## OBJECTIVE:
Starting with the line that contains "the blue chair" and going on through the end of the data, rewrite those lines as a numbered list, leaving out any blank lines.

## DATASET ENTRIES:
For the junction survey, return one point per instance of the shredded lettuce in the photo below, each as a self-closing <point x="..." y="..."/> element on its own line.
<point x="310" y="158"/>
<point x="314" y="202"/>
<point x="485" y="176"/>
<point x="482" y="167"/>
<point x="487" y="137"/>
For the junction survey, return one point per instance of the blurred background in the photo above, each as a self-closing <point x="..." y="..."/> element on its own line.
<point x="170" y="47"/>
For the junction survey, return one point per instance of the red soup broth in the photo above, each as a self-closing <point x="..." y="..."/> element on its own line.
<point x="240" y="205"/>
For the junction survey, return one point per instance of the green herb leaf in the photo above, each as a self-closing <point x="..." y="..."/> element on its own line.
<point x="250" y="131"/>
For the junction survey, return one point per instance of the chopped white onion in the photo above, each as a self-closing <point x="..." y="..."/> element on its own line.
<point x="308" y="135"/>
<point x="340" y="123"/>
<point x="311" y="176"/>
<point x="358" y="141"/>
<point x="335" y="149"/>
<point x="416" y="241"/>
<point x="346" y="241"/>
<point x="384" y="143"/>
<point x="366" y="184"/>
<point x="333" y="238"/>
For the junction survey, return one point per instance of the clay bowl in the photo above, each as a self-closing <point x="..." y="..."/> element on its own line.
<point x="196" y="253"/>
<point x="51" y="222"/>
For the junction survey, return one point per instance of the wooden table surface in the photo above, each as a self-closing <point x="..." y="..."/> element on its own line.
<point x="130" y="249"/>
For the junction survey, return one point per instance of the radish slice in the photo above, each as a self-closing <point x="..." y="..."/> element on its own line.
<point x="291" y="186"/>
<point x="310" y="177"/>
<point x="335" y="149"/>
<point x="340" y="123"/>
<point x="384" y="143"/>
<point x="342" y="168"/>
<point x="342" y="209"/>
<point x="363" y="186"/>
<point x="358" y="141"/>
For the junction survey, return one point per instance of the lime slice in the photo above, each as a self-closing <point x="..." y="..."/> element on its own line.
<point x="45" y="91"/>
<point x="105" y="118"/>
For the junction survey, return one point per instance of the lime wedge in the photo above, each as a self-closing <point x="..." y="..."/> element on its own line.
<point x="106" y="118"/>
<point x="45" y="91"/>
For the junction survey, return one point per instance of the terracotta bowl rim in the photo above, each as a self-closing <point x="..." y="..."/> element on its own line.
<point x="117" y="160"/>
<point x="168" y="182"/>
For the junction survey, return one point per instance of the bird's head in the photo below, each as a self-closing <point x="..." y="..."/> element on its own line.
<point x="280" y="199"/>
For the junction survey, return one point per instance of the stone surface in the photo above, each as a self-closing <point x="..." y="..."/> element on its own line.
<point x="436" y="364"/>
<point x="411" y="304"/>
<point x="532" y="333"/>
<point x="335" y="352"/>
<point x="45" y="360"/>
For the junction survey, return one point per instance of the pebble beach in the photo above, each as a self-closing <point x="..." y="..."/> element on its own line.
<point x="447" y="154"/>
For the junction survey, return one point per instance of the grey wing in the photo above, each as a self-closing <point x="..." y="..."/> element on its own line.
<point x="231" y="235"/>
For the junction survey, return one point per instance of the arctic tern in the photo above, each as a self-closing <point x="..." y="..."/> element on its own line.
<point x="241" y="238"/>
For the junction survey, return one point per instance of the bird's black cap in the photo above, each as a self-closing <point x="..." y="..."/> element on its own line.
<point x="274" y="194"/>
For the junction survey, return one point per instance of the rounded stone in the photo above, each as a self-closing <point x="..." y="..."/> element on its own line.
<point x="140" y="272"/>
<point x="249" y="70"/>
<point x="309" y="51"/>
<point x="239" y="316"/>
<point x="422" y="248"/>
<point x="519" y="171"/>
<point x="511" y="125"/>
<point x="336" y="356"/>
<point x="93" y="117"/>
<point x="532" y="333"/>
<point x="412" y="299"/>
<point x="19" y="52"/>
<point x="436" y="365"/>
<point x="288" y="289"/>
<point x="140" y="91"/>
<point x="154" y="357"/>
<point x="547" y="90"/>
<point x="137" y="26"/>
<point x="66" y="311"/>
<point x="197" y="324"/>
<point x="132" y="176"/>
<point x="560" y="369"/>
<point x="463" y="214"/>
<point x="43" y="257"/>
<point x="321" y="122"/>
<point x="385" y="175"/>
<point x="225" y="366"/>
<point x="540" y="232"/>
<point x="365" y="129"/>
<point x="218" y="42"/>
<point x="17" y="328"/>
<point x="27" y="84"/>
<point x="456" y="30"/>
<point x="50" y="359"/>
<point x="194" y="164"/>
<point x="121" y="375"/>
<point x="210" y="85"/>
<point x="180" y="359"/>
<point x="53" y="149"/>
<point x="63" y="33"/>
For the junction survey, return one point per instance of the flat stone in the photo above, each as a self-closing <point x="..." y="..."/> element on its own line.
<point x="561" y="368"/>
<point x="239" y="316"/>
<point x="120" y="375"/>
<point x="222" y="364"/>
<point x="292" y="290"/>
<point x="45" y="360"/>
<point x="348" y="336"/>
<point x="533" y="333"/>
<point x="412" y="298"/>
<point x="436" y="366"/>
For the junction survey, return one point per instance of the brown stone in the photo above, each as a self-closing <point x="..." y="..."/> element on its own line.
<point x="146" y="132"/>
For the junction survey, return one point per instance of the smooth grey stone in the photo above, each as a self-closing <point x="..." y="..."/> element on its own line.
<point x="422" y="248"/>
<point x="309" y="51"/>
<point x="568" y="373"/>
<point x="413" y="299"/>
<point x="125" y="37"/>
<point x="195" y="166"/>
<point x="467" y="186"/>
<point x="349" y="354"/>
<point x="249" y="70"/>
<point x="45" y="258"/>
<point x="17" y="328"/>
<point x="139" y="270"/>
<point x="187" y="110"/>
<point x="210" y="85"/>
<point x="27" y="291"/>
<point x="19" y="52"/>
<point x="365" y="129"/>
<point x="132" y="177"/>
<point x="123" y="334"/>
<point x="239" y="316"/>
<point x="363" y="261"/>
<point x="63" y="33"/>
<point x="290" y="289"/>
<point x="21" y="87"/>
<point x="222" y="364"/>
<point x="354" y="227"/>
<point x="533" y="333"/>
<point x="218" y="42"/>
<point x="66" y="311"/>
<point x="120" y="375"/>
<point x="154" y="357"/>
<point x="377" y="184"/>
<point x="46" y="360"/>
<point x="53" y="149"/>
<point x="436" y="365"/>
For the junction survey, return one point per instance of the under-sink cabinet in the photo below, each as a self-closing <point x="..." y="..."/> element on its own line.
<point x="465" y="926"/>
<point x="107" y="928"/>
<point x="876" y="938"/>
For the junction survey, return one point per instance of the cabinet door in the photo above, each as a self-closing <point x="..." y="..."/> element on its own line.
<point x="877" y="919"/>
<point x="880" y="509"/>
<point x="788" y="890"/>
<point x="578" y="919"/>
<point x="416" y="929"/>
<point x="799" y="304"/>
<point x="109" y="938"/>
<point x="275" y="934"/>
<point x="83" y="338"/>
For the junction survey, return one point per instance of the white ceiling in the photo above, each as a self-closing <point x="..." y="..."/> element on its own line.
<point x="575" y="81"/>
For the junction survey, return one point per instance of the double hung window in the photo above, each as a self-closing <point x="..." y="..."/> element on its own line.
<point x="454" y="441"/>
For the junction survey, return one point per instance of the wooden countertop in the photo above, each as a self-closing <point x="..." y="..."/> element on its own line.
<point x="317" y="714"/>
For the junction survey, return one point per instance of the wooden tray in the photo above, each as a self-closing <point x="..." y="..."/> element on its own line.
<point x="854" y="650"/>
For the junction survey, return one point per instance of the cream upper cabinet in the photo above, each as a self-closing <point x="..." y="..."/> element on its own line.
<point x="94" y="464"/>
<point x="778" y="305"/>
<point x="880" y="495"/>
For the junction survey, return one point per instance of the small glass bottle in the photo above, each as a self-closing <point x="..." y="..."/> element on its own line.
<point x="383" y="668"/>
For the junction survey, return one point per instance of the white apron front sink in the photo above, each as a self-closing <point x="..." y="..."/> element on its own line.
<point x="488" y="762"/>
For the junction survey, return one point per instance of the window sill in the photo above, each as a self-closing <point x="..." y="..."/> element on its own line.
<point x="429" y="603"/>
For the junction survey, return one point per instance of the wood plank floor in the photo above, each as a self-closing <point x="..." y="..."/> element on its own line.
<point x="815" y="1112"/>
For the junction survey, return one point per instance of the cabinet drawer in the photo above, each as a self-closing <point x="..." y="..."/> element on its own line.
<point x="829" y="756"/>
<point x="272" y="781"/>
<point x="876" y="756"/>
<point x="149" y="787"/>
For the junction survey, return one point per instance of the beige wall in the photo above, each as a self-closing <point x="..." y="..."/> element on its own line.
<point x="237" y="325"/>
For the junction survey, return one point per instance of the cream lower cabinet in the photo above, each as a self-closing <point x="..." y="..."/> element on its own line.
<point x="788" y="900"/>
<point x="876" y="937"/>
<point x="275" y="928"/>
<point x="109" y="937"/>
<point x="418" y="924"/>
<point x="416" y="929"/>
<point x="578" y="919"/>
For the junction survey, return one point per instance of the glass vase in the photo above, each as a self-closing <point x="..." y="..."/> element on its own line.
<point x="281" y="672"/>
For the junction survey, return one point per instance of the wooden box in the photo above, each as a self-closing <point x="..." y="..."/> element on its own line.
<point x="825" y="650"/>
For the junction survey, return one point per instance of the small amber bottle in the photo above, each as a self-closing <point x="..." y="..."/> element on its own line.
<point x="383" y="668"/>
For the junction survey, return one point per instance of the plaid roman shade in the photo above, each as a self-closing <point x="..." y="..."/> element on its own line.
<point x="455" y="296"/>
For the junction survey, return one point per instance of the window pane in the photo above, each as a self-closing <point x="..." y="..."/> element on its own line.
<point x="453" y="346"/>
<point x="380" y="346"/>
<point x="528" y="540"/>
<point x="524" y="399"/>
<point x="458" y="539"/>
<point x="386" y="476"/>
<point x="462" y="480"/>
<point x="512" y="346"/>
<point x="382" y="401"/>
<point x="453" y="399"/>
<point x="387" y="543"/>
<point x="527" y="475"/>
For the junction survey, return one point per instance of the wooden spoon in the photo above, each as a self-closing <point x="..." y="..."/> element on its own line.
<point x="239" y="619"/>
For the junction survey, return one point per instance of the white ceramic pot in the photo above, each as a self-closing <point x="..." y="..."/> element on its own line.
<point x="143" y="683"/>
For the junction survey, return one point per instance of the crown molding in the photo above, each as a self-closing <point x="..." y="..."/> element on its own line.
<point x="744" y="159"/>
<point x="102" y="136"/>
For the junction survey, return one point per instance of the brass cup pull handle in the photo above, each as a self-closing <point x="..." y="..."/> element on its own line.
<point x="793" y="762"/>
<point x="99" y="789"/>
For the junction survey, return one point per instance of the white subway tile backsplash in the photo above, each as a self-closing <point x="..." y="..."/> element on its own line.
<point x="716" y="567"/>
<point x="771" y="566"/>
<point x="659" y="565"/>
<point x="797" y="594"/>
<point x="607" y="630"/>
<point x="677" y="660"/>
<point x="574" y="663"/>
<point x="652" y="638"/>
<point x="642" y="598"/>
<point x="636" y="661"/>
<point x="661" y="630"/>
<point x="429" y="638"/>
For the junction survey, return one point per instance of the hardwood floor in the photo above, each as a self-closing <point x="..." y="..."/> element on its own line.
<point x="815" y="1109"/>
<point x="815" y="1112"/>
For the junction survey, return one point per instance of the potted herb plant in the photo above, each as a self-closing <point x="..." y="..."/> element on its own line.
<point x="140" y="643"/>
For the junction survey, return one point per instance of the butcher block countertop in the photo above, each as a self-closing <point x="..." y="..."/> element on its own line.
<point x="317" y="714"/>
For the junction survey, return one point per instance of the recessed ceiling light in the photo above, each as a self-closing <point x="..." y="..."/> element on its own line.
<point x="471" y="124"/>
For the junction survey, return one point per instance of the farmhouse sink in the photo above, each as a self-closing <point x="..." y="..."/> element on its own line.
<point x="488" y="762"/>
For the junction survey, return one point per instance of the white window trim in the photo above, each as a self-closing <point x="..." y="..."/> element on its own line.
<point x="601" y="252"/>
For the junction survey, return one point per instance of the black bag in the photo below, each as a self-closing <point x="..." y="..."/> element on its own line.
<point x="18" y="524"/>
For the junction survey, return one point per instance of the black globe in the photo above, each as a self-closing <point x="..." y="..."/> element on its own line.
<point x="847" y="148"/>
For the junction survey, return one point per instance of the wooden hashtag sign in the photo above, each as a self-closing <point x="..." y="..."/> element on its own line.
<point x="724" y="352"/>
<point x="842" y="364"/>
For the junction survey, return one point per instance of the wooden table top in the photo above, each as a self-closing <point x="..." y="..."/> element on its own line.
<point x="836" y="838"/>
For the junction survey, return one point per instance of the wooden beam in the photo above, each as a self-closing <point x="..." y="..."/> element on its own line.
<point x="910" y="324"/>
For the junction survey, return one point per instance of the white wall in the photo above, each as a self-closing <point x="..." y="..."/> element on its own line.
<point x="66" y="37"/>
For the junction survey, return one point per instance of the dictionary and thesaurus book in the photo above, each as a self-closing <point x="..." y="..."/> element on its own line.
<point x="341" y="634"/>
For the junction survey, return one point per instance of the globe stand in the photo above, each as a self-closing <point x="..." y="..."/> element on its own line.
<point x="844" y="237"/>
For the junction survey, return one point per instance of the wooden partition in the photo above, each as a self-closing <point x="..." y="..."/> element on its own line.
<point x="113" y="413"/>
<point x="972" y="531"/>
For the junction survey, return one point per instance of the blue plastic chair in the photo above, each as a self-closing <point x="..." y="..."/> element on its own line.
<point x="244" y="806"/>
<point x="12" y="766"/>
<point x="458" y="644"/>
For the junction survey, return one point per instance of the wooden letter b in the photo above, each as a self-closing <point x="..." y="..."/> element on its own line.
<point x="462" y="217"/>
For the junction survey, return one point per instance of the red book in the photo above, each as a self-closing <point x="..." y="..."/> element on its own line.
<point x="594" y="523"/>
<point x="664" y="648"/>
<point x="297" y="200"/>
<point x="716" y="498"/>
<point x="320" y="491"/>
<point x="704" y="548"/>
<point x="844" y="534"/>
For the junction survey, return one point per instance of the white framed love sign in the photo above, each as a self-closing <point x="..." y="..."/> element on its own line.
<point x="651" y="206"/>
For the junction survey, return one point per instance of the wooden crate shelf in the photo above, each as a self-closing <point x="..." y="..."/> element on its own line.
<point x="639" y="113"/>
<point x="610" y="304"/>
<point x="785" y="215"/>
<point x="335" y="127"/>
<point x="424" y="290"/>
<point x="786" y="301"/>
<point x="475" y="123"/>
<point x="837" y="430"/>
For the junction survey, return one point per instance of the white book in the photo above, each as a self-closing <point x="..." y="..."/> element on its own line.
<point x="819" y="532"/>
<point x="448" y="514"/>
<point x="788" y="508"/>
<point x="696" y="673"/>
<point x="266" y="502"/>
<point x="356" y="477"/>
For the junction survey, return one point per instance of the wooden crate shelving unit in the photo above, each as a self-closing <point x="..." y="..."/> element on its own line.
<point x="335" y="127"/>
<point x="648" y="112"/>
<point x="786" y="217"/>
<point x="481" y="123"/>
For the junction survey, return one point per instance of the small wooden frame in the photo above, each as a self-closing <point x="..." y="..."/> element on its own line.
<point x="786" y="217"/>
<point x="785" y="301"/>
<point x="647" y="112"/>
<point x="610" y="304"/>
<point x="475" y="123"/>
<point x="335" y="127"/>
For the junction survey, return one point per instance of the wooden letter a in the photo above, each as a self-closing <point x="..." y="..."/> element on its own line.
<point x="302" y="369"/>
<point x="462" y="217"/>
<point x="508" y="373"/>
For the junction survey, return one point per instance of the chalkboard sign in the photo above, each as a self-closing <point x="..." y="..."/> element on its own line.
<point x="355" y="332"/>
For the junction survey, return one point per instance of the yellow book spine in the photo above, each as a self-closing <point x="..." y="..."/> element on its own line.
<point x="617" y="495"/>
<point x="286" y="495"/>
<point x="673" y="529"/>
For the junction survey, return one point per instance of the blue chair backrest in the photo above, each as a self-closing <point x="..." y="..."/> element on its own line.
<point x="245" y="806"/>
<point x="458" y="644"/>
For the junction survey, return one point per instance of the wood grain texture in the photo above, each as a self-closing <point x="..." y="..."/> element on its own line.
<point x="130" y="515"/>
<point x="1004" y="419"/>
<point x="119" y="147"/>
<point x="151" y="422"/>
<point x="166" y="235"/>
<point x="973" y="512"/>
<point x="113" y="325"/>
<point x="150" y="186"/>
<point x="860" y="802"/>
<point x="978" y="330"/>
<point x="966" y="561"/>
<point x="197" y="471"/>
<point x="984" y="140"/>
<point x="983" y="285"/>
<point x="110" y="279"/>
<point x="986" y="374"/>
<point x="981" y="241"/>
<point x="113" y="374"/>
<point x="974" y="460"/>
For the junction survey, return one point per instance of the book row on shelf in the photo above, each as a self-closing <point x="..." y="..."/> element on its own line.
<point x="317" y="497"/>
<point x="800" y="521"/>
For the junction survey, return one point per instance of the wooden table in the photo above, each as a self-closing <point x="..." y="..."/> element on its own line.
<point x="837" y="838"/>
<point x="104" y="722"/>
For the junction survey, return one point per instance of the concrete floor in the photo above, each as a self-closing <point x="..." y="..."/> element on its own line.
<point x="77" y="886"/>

## OUTPUT FOR THIS EXERCISE:
1. For the junction survey, return one point per instance of the blue chair backrest in the photo above, each as a self-closing <point x="..." y="..."/> element on its own line.
2. <point x="245" y="806"/>
3. <point x="458" y="644"/>
4. For the junction survey, return one point per instance of the wood grain texture in the photo above, each as a self-closing <point x="..." y="..."/> element on its own line.
5. <point x="130" y="515"/>
6. <point x="1004" y="419"/>
7. <point x="119" y="147"/>
8. <point x="151" y="422"/>
9. <point x="166" y="235"/>
10. <point x="973" y="512"/>
11. <point x="113" y="325"/>
12. <point x="150" y="186"/>
13. <point x="860" y="802"/>
14. <point x="978" y="330"/>
15. <point x="966" y="561"/>
16. <point x="197" y="471"/>
17. <point x="984" y="140"/>
18. <point x="983" y="285"/>
19. <point x="110" y="279"/>
20. <point x="986" y="374"/>
21. <point x="981" y="241"/>
22. <point x="113" y="374"/>
23. <point x="974" y="460"/>
24. For the junction survey, return one point per instance of the book row on shelf in the photo above, each as a self-closing <point x="..." y="..."/> element on its own line.
25. <point x="317" y="497"/>
26. <point x="800" y="521"/>
27. For the junction survey, return one point per instance of the wooden table in the photo above, each as a self-closing <point x="..." y="..."/> element on its own line.
28. <point x="837" y="838"/>
29. <point x="104" y="722"/>
30. For the junction survey, return one point per instance of the concrete floor in the photo above, each as a self-closing <point x="..." y="..."/> element on its own line.
31. <point x="77" y="886"/>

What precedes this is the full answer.